## Information
#####
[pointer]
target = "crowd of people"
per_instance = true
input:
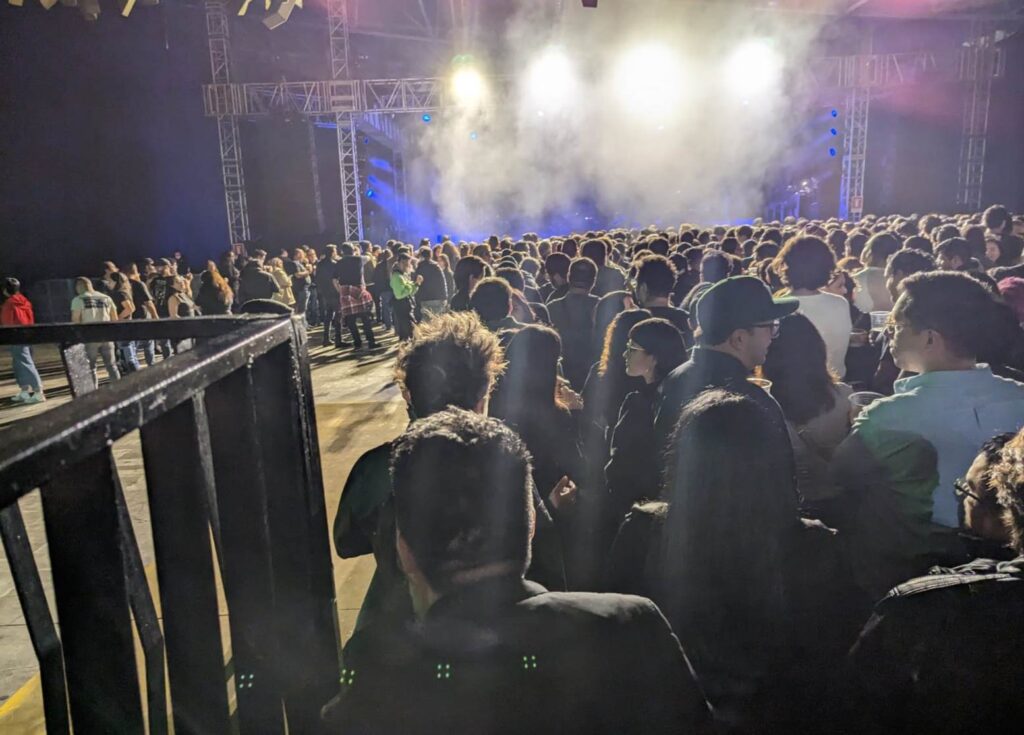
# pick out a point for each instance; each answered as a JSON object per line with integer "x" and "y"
#####
## Activity
The material must be returned exactly, with its pictures omitted.

## Response area
[pointer]
target = "crowd of people"
per_instance = true
input:
# pick out a point for each instance; each answered as a JSON object per line with integer "x" and "y"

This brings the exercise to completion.